WORK ORDER:
Take the records below and set them down exactly, so that every line matches the original.

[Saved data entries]
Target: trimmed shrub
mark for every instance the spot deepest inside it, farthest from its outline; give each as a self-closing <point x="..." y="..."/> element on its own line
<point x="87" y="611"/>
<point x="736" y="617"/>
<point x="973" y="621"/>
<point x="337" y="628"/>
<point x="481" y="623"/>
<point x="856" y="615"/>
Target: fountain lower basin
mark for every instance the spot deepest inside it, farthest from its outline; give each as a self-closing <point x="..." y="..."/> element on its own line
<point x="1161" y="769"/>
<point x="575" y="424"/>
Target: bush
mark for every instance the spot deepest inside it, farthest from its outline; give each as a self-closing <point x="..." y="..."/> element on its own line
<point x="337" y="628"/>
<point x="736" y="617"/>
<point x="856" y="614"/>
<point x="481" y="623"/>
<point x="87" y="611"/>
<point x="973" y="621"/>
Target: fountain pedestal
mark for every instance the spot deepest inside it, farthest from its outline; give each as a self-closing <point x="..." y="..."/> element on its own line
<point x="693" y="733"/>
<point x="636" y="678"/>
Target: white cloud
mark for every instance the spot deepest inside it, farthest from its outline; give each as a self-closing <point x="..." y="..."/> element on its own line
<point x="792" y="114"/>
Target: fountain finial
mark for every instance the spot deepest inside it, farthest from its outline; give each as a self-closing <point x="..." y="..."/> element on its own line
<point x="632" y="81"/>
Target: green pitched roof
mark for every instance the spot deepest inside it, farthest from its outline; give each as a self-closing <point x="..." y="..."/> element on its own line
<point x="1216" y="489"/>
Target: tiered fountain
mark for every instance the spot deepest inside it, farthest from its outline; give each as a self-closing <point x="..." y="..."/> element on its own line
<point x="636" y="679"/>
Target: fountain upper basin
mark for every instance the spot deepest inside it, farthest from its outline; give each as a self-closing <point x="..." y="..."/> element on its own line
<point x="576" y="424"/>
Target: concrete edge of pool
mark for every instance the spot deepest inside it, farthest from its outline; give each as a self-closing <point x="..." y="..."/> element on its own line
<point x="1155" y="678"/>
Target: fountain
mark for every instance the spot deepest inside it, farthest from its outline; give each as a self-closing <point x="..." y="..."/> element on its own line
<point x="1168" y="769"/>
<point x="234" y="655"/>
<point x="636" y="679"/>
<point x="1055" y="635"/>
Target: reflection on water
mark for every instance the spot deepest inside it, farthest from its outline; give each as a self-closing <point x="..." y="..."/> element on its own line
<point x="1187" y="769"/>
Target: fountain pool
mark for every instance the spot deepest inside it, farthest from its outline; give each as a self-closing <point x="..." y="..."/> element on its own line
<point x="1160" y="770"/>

ANSWER AREA:
Target: trimmed shrub
mark for every instance the spot deepest inside it, farthest from its outline; give each as a self-closing <point x="..." y="..."/> element on its own line
<point x="87" y="611"/>
<point x="736" y="617"/>
<point x="973" y="621"/>
<point x="337" y="628"/>
<point x="481" y="623"/>
<point x="856" y="615"/>
Target: fountain lower basin
mark for every instance the spot deepest inside it, farthest from its outline; give each as a self-closing <point x="..." y="..."/> element on its own line
<point x="1161" y="769"/>
<point x="575" y="424"/>
Target: bush
mark for every instance the spot deepest inside it, farthest from its outline; give each as a self-closing <point x="..." y="..."/> element on its own line
<point x="337" y="628"/>
<point x="736" y="617"/>
<point x="856" y="614"/>
<point x="481" y="623"/>
<point x="87" y="611"/>
<point x="973" y="621"/>
Target: fountain pedestal
mark for every instance the spot deepest inside it, farthest from its outline; give each as a self-closing <point x="..." y="..."/> element on its own line
<point x="693" y="733"/>
<point x="636" y="678"/>
Target: white cloud
mark for every instance the spot deepest inside it, farthest from its outline; give each as a self-closing <point x="..." y="..."/> element on its own line
<point x="792" y="114"/>
Target: fountain finial
mark for every instance the spot deepest inside it, farthest from its outline; give each as a self-closing <point x="..." y="..."/> element on its own line
<point x="632" y="81"/>
Target: green pitched roof
mark for every instance the spot deepest inside it, farthest from its outline; give each as a self-closing <point x="..." y="..."/> element on its own line
<point x="1216" y="489"/>
Target: tiered fountain
mark for every instance the spot deepest inside it, farthest from its outline; give each as a self-closing <point x="..." y="..."/> element on its own line
<point x="636" y="679"/>
Target: fountain upper basin
mark for every instance the spot deepest inside it, farthest from its outline; give each as a self-closing <point x="..." y="..."/> element on its own line
<point x="576" y="424"/>
Target: concrete edge of pool
mark for every instance the spot deepest inside it, farthest from its outline; give each as a self-closing <point x="..." y="..."/> element on its own line
<point x="1155" y="678"/>
Target: fountain
mark for every instance the spot deepest inside it, farthest from its outline; give each as a self-closing <point x="..." y="..."/> element on its own line
<point x="1168" y="769"/>
<point x="234" y="655"/>
<point x="636" y="679"/>
<point x="1055" y="635"/>
Target: reflection on water
mark for every instance the spot deepest inside it, farthest from its outline; give each as a self-closing <point x="..." y="..."/> element on its own line
<point x="1187" y="769"/>
Target: fountain pool
mark for every instance the spot deepest inside it, farthest from its outline; give each as a self-closing <point x="..." y="..."/> element on its own line
<point x="1160" y="770"/>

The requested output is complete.